**What is needed**
In the entries below, count the lines that contain the word "before" and give only that number.

Segmentation mask data:

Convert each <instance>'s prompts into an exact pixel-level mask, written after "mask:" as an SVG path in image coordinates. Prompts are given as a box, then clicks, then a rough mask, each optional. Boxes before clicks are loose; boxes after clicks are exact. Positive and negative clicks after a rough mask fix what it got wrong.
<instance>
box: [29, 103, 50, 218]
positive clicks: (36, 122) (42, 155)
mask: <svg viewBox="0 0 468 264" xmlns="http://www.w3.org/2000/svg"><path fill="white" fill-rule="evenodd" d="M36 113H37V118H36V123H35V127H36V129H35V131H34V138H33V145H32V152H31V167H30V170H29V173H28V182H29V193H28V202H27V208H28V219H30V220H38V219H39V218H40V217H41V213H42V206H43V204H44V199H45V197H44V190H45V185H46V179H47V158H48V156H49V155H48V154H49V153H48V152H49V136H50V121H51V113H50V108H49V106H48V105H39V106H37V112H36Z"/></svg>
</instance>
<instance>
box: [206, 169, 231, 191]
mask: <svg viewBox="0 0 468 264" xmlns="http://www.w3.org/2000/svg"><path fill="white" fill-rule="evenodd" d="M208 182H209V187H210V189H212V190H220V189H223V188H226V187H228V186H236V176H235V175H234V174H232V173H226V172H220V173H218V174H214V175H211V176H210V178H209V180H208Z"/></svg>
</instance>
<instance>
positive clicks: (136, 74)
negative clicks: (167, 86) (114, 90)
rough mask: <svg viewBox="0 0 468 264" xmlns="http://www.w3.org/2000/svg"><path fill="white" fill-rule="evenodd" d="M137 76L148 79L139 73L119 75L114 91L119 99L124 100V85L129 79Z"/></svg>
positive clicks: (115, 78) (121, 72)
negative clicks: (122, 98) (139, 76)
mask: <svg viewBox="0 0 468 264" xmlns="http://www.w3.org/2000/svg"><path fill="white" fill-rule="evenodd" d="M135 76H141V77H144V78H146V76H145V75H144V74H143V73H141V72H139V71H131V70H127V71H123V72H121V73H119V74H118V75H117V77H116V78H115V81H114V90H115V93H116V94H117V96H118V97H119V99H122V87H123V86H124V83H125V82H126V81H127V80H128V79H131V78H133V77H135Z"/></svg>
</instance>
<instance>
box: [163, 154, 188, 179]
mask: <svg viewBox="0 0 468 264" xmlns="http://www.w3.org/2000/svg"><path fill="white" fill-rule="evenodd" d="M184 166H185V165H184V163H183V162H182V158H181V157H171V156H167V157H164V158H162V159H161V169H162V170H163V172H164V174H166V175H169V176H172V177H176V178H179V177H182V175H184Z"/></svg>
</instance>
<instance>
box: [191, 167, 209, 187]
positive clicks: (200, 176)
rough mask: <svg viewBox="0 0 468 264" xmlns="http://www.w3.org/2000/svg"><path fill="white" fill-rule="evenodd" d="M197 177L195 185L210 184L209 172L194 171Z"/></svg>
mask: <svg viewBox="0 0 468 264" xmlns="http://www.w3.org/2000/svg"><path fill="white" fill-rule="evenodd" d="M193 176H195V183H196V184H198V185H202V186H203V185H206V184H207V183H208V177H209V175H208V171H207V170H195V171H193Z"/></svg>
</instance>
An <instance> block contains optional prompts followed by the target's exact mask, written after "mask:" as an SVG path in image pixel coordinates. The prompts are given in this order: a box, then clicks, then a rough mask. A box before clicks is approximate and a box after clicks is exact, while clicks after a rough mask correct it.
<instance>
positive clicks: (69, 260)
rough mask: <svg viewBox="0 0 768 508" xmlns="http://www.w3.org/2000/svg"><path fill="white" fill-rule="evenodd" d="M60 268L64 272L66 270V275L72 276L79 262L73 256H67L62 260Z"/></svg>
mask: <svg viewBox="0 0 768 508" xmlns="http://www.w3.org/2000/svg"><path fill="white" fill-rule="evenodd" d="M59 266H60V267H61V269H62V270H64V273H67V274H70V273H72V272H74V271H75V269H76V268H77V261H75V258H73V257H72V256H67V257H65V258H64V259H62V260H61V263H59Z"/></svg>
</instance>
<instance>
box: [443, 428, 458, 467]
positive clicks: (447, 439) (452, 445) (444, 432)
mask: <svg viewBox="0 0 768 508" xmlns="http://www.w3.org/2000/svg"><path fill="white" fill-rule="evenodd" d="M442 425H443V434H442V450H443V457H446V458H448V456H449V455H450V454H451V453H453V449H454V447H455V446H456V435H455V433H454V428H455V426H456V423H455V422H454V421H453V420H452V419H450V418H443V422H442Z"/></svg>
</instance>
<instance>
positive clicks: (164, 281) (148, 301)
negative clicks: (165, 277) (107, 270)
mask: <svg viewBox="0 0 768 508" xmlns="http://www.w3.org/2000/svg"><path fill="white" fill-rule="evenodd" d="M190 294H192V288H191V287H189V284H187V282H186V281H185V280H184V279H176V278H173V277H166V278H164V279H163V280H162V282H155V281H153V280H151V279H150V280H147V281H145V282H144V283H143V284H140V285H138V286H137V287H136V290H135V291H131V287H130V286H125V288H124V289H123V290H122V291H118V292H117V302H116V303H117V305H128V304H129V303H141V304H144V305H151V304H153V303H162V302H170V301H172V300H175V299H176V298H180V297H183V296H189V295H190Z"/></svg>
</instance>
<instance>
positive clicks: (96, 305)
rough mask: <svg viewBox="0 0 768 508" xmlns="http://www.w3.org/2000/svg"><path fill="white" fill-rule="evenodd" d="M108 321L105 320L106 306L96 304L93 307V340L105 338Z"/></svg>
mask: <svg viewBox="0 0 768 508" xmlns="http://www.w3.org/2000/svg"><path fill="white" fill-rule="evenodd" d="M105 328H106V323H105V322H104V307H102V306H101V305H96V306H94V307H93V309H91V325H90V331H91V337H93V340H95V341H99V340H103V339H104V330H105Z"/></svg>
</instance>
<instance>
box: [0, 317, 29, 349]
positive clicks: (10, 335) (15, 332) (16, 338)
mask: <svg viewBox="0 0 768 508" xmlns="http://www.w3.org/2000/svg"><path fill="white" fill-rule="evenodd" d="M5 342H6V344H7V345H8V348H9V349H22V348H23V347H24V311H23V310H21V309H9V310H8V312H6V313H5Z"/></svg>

**Task solution**
2